WHAT TO PRODUCE.
Reproduce all of the rows below word for word, changing nothing.

Records from a dataset.
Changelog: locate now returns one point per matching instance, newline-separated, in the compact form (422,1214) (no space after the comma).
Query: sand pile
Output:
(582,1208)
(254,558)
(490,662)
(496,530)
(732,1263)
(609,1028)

COMPLETE OUTPUT.
Changelog: locate now returns one point per matching instance, newline-separated, in the compact form (422,1214) (no space after the comma).
Query: sand pile
Output:
(582,1208)
(254,558)
(490,662)
(496,530)
(732,1263)
(609,1028)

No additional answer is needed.